## Task
Copy every line of the material, beginning with the line that contains "of the downspout" and continuing through the end of the material. Adjust each x and y coordinate value by -67.

[Entries from a point annotation set]

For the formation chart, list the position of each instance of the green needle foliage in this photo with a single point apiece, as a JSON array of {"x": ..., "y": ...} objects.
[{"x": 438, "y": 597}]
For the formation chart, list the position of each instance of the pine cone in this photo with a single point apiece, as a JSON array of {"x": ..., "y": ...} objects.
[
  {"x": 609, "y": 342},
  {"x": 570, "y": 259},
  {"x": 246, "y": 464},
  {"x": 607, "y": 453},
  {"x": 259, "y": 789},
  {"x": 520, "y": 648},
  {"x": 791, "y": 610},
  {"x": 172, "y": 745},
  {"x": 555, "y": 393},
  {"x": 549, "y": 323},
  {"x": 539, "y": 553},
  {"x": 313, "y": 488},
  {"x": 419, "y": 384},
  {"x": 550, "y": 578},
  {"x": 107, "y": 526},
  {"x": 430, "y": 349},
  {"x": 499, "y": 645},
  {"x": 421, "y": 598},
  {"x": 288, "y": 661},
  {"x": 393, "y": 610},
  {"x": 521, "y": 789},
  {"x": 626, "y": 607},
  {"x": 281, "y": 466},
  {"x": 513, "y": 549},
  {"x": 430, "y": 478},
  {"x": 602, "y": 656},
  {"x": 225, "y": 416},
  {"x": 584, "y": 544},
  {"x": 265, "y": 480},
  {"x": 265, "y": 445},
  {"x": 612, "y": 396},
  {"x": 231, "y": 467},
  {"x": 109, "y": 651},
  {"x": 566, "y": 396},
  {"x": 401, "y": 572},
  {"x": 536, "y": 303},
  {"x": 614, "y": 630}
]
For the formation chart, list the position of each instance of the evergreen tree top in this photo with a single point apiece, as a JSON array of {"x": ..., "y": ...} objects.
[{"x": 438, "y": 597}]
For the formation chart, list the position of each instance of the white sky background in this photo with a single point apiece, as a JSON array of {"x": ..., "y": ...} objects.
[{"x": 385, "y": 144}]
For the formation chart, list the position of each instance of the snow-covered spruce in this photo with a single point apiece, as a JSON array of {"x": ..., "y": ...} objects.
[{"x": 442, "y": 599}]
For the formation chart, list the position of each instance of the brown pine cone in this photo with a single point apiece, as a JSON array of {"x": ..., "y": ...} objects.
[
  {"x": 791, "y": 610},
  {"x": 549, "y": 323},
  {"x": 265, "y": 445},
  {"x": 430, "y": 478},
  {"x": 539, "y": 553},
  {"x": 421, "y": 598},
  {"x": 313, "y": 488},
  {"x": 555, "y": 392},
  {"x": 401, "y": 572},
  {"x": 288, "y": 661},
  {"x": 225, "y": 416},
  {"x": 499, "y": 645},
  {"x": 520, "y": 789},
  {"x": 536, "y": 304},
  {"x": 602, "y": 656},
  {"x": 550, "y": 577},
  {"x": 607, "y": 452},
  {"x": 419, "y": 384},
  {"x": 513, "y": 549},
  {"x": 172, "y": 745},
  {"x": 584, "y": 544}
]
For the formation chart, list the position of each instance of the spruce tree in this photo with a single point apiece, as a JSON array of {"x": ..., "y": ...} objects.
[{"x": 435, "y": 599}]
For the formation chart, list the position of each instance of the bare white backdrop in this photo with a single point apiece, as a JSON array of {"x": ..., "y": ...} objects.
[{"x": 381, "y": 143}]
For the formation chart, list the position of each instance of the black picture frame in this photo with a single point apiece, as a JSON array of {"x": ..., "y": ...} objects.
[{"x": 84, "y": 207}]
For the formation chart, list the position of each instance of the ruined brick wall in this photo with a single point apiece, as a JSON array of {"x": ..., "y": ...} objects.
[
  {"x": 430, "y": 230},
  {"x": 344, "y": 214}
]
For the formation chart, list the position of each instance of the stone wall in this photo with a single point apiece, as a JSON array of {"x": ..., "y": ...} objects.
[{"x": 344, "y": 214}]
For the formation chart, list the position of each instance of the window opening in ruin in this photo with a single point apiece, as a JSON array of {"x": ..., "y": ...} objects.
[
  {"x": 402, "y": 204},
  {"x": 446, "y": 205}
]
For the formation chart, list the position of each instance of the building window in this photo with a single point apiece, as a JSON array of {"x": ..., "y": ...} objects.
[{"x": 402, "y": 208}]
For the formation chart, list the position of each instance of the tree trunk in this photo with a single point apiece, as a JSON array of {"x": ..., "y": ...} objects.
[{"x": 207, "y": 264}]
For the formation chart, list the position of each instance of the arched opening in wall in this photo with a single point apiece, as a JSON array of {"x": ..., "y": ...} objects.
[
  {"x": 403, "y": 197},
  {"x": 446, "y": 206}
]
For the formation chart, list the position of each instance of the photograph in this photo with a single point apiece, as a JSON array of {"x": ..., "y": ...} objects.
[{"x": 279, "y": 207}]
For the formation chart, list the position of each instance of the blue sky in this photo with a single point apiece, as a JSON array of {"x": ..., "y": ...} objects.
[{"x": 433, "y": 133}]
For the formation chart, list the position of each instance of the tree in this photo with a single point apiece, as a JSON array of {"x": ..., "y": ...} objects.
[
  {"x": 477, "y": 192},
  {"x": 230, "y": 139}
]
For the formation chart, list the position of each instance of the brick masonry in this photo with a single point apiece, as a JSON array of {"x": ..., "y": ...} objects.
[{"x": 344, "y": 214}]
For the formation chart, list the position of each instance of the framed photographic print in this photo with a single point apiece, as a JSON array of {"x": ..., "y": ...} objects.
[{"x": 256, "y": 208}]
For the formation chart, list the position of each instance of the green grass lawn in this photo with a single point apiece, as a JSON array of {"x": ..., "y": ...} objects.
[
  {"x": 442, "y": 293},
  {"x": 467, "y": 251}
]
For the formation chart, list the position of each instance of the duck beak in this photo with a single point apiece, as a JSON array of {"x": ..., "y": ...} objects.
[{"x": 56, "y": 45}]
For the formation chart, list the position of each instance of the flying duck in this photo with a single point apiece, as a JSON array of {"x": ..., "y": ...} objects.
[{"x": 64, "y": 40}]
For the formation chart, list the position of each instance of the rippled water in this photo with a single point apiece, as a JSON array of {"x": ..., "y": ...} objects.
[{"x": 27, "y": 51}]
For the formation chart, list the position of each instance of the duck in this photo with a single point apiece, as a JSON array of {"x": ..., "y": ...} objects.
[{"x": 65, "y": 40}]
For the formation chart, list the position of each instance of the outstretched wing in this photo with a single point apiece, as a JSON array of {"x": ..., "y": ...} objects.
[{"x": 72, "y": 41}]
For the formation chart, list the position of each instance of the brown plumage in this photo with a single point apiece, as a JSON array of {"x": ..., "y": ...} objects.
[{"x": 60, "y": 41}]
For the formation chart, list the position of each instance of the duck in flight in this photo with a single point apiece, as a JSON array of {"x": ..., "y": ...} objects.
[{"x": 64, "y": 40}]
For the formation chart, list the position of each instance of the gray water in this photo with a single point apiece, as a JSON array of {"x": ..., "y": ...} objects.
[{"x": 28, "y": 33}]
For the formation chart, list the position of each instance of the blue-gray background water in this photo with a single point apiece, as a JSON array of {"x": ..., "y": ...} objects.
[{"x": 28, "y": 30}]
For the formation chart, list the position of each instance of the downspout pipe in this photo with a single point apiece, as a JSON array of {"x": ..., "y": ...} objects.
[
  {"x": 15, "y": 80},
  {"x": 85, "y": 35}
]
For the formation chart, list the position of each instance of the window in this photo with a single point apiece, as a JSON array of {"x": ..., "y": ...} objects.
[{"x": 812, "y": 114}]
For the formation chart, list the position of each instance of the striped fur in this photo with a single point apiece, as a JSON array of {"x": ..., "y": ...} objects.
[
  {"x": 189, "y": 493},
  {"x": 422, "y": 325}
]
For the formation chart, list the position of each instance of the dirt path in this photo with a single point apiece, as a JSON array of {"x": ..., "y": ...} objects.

## Output below
For the formation chart, list the position of each instance of the downspout pipe in this photo with a single point apiece, as a JSON array of {"x": ..., "y": ...} objects.
[
  {"x": -52, "y": 13},
  {"x": 18, "y": -32}
]
For the formation chart, list the position of each instance of the window in this photo with a single point apiece, as a JSON array of {"x": ..., "y": ...} objects.
[{"x": 745, "y": 47}]
For the formation chart, list the position of each instance of the striped fur in this photo with a single point apiece, as a JSON array of {"x": ..., "y": ...} objects.
[
  {"x": 122, "y": 426},
  {"x": 355, "y": 258}
]
For the formation chart, list the position of each instance of the dirt path in this photo with a single point apiece, as a JSON array of {"x": ..., "y": ...} objects.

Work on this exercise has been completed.